Natural-language object grounding data:
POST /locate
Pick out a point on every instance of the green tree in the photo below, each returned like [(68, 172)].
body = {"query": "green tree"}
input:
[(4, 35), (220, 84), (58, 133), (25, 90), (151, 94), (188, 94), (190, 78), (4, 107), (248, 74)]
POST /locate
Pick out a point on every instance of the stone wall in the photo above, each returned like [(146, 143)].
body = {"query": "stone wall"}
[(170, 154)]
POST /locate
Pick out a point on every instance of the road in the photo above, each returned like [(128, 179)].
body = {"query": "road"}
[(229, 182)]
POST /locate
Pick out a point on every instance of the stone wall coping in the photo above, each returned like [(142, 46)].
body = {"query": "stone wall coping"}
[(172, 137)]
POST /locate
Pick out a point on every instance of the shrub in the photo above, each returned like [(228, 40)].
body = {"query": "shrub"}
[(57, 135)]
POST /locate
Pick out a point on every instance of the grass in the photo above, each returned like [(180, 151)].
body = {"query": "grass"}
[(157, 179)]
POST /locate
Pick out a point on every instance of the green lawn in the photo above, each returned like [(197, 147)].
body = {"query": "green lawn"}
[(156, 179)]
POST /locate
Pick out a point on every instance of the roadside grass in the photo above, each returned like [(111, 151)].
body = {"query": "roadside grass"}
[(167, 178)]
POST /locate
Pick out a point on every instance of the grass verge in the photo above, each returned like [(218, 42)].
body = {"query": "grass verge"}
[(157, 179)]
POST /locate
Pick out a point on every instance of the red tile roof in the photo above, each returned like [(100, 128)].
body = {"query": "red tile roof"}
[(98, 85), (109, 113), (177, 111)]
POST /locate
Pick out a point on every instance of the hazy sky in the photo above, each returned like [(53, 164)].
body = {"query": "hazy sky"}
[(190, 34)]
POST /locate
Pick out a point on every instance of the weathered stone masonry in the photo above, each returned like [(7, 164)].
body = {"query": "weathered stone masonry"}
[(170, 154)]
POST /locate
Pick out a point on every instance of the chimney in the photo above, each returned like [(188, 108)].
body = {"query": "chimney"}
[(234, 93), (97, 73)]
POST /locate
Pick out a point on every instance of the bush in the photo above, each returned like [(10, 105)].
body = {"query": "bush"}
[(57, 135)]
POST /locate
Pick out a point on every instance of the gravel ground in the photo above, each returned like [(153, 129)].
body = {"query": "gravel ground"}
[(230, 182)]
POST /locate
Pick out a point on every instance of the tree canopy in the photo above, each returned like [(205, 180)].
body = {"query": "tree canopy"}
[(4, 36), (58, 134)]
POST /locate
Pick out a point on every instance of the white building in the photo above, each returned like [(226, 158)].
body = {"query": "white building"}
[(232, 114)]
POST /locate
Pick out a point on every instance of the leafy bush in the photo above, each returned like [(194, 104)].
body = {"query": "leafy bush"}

:: Task statement ::
What lines above hold the word "leafy"? Pull each one out.

:: Completed exercise ::
Pick out a point on every instance of the leafy bush in the photo above, each returned like [(194, 104)].
body = {"query": "leafy bush"}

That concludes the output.